- [WORK TO COMPLETE]
In the lines below, find the one that contains "Practice step: locate the camera" and write it out exactly, along with every line that follows it.

** begin LISTING **

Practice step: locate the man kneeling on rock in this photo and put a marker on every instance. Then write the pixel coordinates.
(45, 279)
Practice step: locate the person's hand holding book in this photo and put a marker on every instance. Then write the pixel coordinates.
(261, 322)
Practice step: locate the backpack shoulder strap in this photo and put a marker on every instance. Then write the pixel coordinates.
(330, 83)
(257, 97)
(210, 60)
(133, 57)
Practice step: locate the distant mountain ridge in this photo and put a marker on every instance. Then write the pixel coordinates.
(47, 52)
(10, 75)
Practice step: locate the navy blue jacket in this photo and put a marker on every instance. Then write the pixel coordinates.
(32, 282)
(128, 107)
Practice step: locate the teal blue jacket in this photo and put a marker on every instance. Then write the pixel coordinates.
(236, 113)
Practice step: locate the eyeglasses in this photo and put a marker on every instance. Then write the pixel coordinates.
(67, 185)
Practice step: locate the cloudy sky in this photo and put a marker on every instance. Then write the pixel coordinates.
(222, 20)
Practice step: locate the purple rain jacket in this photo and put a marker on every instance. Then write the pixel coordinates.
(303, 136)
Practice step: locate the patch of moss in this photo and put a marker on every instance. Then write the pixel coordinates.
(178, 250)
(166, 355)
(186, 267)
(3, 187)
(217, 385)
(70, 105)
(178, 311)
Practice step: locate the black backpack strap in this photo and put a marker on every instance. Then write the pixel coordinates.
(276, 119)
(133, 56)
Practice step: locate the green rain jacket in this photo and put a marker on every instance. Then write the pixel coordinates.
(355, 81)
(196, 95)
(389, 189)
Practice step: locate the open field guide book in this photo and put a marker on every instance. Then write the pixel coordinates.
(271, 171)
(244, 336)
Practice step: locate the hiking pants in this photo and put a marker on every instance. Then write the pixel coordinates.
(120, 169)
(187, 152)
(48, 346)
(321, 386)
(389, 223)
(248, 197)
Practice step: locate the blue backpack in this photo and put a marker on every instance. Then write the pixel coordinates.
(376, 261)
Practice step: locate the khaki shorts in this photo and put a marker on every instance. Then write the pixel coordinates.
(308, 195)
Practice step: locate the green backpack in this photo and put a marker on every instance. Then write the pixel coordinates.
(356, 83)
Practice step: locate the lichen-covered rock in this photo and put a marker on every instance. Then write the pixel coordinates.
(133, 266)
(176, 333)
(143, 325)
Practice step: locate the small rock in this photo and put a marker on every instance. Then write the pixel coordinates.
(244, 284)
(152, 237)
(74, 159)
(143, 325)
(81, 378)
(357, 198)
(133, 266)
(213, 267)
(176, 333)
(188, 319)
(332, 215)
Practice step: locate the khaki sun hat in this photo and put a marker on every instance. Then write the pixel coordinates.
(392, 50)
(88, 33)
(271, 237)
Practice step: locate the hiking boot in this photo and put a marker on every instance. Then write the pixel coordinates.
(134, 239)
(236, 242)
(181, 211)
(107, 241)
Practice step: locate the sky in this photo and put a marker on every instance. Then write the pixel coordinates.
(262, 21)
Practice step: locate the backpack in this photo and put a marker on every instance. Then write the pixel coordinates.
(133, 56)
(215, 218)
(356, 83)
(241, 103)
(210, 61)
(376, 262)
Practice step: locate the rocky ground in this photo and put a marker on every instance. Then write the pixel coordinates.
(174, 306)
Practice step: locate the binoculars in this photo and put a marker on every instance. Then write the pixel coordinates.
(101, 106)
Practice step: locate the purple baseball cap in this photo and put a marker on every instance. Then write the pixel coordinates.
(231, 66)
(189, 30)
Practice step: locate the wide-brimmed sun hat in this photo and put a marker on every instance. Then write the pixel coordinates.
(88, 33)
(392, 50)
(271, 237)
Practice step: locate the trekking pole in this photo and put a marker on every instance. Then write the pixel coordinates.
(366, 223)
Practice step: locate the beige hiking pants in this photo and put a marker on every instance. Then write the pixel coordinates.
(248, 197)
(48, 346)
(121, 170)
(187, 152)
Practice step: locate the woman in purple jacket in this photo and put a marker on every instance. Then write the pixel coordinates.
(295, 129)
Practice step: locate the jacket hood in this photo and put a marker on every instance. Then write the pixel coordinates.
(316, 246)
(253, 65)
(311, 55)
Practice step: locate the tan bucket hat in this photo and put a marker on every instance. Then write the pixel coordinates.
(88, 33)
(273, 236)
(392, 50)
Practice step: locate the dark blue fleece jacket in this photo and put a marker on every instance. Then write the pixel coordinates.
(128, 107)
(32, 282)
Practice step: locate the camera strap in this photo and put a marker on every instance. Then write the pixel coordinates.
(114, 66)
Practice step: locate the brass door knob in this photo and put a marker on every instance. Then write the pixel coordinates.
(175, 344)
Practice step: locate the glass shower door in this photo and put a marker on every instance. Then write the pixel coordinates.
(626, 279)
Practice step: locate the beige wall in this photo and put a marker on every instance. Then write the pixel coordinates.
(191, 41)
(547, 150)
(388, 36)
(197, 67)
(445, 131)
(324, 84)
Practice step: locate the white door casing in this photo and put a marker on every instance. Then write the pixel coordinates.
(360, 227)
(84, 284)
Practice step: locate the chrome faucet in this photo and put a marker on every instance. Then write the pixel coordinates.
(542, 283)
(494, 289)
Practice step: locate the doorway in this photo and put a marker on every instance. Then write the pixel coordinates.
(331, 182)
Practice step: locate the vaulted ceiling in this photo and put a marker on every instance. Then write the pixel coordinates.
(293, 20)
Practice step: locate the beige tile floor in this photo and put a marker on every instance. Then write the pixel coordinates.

** end LISTING **

- [THE RESPONSE]
Practice step: locate the camera strap in this photo and put a marker on every instance. Then write the pixel coordinates.
(114, 66)
Practice step: locate the brass door knob in this photo and put a marker on every instance. Then write the pixel coordinates.
(175, 344)
Practice step: locate the glass shower door in this photo and put a marker on every instance. Then write the pixel coordinates.
(626, 279)
Practice step: locate the beige wall in this photo and put a marker on every instance. Then write the pixel coordinates.
(191, 41)
(547, 150)
(388, 36)
(197, 67)
(445, 131)
(324, 84)
Practice step: locate the white door casing in this photo and put a marker on every instance. Then write the pixel coordinates.
(360, 227)
(84, 284)
Practice step: locate the chrome faucet in this photo and put a marker on every instance. Then write the pixel coordinates.
(542, 283)
(494, 289)
Practice step: locate the doorway in this photo and put a marker on every instance. Then write the pixel coordinates.
(331, 182)
Practice step: locate the vaulted ceiling in this photo and put a marker on every instance. Then write the pixel coordinates.
(293, 20)
Practice step: locate the beige tile floor in this photo and put a marker on every instance. Then write the pixel coordinates.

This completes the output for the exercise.